All of the data below is to be repeated exactly, except for the pictures.

[[ Input material, beginning ]]

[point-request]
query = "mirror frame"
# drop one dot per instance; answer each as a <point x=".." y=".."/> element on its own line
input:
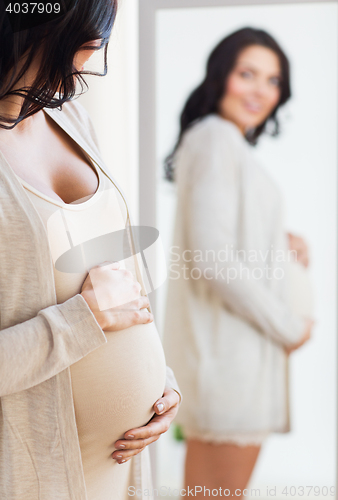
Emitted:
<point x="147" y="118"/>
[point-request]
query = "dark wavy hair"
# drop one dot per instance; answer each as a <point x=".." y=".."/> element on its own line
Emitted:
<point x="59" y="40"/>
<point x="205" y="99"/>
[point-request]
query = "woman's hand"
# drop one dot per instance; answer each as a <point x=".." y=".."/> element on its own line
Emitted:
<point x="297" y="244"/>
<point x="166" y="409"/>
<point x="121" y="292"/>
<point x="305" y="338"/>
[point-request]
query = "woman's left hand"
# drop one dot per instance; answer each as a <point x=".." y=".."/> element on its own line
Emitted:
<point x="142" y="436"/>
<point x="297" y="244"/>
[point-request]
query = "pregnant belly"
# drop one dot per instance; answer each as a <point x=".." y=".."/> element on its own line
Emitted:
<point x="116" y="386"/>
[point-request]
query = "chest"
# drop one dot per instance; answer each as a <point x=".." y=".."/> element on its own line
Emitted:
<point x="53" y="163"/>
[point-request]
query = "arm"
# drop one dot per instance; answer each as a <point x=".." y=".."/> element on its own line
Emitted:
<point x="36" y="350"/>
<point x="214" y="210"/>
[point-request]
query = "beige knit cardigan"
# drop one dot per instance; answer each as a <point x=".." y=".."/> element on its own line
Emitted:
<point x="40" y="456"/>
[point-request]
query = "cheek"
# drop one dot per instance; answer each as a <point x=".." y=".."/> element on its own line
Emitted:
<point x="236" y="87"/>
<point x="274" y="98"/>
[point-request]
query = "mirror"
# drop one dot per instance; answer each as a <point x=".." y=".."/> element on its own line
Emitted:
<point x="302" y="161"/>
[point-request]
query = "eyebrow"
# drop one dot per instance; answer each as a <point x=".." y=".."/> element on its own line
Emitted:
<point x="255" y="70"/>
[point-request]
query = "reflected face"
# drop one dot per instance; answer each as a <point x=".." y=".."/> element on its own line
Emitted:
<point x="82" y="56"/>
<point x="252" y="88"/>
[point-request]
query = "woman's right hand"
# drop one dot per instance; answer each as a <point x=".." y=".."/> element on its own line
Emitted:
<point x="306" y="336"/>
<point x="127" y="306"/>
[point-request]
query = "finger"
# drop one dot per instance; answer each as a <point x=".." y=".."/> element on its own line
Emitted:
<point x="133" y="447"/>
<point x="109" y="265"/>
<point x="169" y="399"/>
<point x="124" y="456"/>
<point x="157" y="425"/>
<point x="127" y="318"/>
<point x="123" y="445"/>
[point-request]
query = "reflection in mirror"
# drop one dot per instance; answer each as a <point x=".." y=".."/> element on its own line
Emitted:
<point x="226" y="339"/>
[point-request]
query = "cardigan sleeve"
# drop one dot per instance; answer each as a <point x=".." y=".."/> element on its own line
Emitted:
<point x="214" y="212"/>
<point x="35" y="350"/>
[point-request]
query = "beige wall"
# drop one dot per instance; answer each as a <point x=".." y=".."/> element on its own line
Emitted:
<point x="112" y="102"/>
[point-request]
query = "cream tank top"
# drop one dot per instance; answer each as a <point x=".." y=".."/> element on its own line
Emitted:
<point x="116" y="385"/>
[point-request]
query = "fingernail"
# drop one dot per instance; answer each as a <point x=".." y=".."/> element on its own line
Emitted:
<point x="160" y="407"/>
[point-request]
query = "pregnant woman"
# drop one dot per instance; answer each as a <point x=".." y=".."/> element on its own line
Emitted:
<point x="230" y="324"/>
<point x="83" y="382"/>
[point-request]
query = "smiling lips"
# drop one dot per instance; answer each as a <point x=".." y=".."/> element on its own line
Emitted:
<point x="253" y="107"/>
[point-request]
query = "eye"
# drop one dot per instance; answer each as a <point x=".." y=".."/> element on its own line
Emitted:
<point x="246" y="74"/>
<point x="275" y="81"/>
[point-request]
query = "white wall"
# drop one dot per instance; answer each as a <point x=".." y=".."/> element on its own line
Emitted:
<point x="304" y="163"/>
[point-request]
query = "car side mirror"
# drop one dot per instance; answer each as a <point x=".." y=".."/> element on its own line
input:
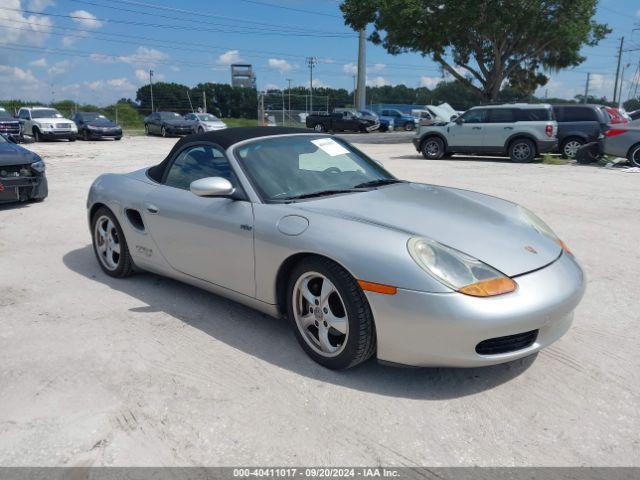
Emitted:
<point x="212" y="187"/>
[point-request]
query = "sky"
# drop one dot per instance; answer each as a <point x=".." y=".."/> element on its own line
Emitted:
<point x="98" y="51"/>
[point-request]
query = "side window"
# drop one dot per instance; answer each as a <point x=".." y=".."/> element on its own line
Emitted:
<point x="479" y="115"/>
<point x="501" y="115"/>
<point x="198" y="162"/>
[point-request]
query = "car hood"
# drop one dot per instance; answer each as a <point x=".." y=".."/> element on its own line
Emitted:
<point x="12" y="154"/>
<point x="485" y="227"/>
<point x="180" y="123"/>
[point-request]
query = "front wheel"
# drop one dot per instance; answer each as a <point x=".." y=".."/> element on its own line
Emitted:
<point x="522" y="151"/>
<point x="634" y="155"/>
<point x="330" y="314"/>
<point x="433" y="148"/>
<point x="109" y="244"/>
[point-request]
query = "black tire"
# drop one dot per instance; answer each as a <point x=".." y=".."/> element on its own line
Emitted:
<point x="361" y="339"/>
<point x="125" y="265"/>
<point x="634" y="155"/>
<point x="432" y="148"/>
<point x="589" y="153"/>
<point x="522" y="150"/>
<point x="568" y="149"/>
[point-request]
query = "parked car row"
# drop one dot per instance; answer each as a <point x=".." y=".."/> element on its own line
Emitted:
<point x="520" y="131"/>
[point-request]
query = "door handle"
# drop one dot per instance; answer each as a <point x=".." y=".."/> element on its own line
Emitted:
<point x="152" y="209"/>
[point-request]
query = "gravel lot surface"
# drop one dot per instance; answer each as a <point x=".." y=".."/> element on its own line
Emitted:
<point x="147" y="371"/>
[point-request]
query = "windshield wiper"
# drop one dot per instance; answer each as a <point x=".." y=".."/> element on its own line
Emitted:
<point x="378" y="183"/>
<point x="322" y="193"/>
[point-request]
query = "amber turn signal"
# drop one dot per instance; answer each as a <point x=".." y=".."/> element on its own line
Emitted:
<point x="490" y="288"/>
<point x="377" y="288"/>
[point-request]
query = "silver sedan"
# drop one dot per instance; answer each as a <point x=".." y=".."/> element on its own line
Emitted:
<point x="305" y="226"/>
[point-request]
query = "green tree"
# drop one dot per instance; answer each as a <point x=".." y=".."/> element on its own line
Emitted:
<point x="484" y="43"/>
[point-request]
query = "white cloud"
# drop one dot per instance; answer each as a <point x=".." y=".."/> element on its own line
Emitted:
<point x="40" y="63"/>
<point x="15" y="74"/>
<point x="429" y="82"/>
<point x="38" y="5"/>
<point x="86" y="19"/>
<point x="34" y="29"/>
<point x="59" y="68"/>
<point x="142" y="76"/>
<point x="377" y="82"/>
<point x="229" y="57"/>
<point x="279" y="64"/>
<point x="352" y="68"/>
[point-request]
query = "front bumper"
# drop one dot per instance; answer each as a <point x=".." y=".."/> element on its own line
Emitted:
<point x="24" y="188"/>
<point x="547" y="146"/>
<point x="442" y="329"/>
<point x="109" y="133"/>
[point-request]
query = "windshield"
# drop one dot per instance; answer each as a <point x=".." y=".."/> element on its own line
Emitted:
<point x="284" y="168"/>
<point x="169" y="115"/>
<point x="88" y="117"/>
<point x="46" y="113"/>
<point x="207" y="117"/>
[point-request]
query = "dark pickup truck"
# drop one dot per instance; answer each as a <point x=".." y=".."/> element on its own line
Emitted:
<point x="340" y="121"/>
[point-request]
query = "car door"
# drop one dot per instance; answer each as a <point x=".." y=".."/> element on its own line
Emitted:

[[ Input material, end ]]

__Solution below__:
[point-request]
query = "mirror frame"
# drop one dot per instance; answer each as a <point x=".." y=".."/> element on its own line
input:
Emitted:
<point x="147" y="118"/>
[point-request]
query = "dark wavy hair"
# drop one dot per instance; answer each as a <point x=".." y=".."/> element on its own line
Emitted:
<point x="59" y="40"/>
<point x="205" y="99"/>
[point-request]
query = "woman's hand"
# drop one dot per instance; answer each as a <point x=".." y=".."/> element on its own line
Emitted:
<point x="297" y="244"/>
<point x="166" y="409"/>
<point x="121" y="292"/>
<point x="305" y="338"/>
[point-request]
query = "woman's left hand"
# drop one dot per instance; answer each as a <point x=".." y=".."/> element on its own line
Emitted:
<point x="142" y="436"/>
<point x="297" y="244"/>
[point-request]
query = "pregnant belly"
# drop one dot per instance; answer each as a <point x=".." y=".."/> element on its own line
Emitted:
<point x="116" y="386"/>
[point-request]
query = "chest"
# drop one dot per instance; answer each as a <point x=".." y=".."/> element on its own line
Emitted:
<point x="53" y="163"/>
[point-request]
query = "arm"
# drop one dot per instance; answer each as a <point x=".." y=".."/> element on its own line
Emitted:
<point x="36" y="350"/>
<point x="214" y="210"/>
[point-request]
query = "beige knit cardigan"
# drop one dot per instance; answer each as a <point x=".." y=".."/> element on its own line
Emitted:
<point x="40" y="456"/>
[point-request]
query = "cheek"
# drop one dot per instance; answer each as a <point x=".." y=".."/> element on its own line
Emitted:
<point x="236" y="87"/>
<point x="274" y="98"/>
[point-request]
query = "mirror"
# drop one dot per instance; answer each as a <point x=".." y=".."/> element on its own line
Emitted:
<point x="302" y="161"/>
[point-request]
query = "eyebrow"
# drop one dot per instance; answer each as a <point x=".." y=".."/> element on its own line
Emitted:
<point x="255" y="70"/>
[point-request]
query = "reflected face"
# drop one dot per instance; answer each as a <point x=".." y=".."/> element on its own line
Emitted:
<point x="82" y="56"/>
<point x="252" y="88"/>
[point-request]
query = "woman's right hand"
# drop one dot per instance; answer each as a <point x=".." y=".."/> element on its own line
Emitted:
<point x="306" y="336"/>
<point x="127" y="306"/>
[point-request]
query = "finger"
# drop one dot per instance; answer each as a <point x=".." y=".."/> element on its own line
Emitted:
<point x="133" y="447"/>
<point x="109" y="265"/>
<point x="169" y="399"/>
<point x="124" y="456"/>
<point x="157" y="425"/>
<point x="127" y="318"/>
<point x="123" y="445"/>
[point-request]
query = "reflection in mirror"
# drop one dot per instance; answer each as a <point x=".." y=".."/> element on its own line
Emitted:
<point x="226" y="339"/>
[point-request]
query = "cardigan sleeve"
# drop one dot per instance; answer each as a <point x=".." y=".."/> element on its own line
Emitted:
<point x="214" y="212"/>
<point x="35" y="350"/>
[point-request]
query = "beige wall"
# drop one dot per instance; answer each as a <point x=".." y=".."/> element on its own line
Emitted:
<point x="112" y="102"/>
[point-request]
query = "cream tank top"
# drop one dot per instance; answer each as a <point x=".." y=".."/> element on its own line
Emitted:
<point x="116" y="385"/>
[point-request]
query = "fingernail"
# drop one dot per instance; answer each as a <point x=".." y=".."/> element on its own line
Emitted:
<point x="160" y="407"/>
[point-request]
query = "pregnant woman"
# drop one dot per instance; answer each as a <point x=".." y=".."/> element on its own line
Emitted:
<point x="230" y="324"/>
<point x="83" y="382"/>
[point-request]
query = "smiling lips"
# drop one dot per instance; answer each as a <point x=".." y=".."/> element on its own line
Emitted:
<point x="253" y="107"/>
[point-request]
query = "eye"
# drop one dot per instance; answer each as a <point x=".." y=".."/> element on its own line
Emitted:
<point x="246" y="74"/>
<point x="275" y="81"/>
[point-request]
query = "white wall"
# drop one dot per instance; answer each as a <point x=".." y=".."/> element on its own line
Emitted:
<point x="304" y="163"/>
[point-request]
query = "car side mirror"
# drop one dot per instance; answer each as a <point x=".." y=".."/> element on its own line
input:
Emitted:
<point x="212" y="187"/>
[point-request]
query = "sky"
# drop one dot per instance; answer each as a <point x=".." y=".."/> element on its own line
Emitted:
<point x="98" y="51"/>
[point-request]
query = "side window"
# drop one dot per instance; answer each as a <point x=".." y=".."/> element on its own line
Emitted:
<point x="479" y="115"/>
<point x="501" y="115"/>
<point x="198" y="162"/>
[point-request]
query = "car hood"
# drop one dot per instance; answer each as a <point x=".." y=".."/> element on its own line
Emitted:
<point x="12" y="154"/>
<point x="485" y="227"/>
<point x="180" y="123"/>
[point-request]
query = "front wheel"
# drop one dot per instance; answer each as a <point x=".." y=".."/> element on its own line
Emitted:
<point x="522" y="151"/>
<point x="634" y="155"/>
<point x="330" y="314"/>
<point x="433" y="148"/>
<point x="109" y="244"/>
[point-request]
query = "black tire"
# drop one dot per instance; answer each as a <point x=".." y=".."/> element on its own line
Emitted:
<point x="361" y="339"/>
<point x="125" y="265"/>
<point x="634" y="155"/>
<point x="432" y="148"/>
<point x="589" y="153"/>
<point x="522" y="150"/>
<point x="568" y="149"/>
[point-request]
query = "parked car row"
# drop one dot per instance; answer each as a <point x=".." y=".."/> element on its own line
Emitted:
<point x="520" y="131"/>
[point-request]
query = "door handle"
# drop one dot per instance; answer each as a <point x=".." y=".."/> element on its own line
Emitted:
<point x="152" y="209"/>
[point-request]
query = "gravel lot surface"
# drop one dot per instance; answer each as a <point x=".." y=".."/> element on its own line
Emitted:
<point x="147" y="371"/>
[point-request]
query = "windshield wiper"
# drop one dot per instance; answer each as a <point x=".." y=".."/> element on its own line
Emitted:
<point x="378" y="183"/>
<point x="322" y="193"/>
[point-request]
query = "amber turn signal"
# drop one dot per instance; answer each as a <point x=".." y=".."/> element on its own line
Emitted:
<point x="490" y="288"/>
<point x="377" y="288"/>
[point-request]
query = "silver sedan"
# drop one dot per instance; answer each as a <point x=".." y=".."/> element on its own line
Emitted:
<point x="305" y="226"/>
[point-request]
query = "green tree"
# drop one dot per instance; answer each as a <point x=".." y=".."/> element on its own line
Emitted:
<point x="484" y="43"/>
[point-request]
query = "white cloud"
# drop one dot per instance; answer each as a <point x=".." y=".."/> element on its own line
Emitted:
<point x="40" y="63"/>
<point x="15" y="74"/>
<point x="429" y="82"/>
<point x="38" y="5"/>
<point x="86" y="19"/>
<point x="34" y="29"/>
<point x="59" y="68"/>
<point x="142" y="76"/>
<point x="377" y="82"/>
<point x="229" y="57"/>
<point x="279" y="64"/>
<point x="352" y="68"/>
[point-request]
query = "front bumper"
# drop one dot per instance; answer each as a <point x=".." y=".."/> element on its own line
Emitted:
<point x="24" y="188"/>
<point x="547" y="146"/>
<point x="442" y="329"/>
<point x="109" y="133"/>
[point-request]
query = "windshield"
# drop one dot per instance; answer each as a <point x=".." y=".."/> element on its own line
Emitted:
<point x="284" y="168"/>
<point x="169" y="115"/>
<point x="88" y="117"/>
<point x="46" y="113"/>
<point x="207" y="117"/>
[point-request]
query = "dark pickup truck"
# drop one dot per instance; answer each as a <point x=".." y=".."/> element on its own line
Emitted:
<point x="340" y="121"/>
[point-request]
query = "car door"
# drop one dot per instance; answer each as a <point x=".." y=".."/> element on its own line
Emitted:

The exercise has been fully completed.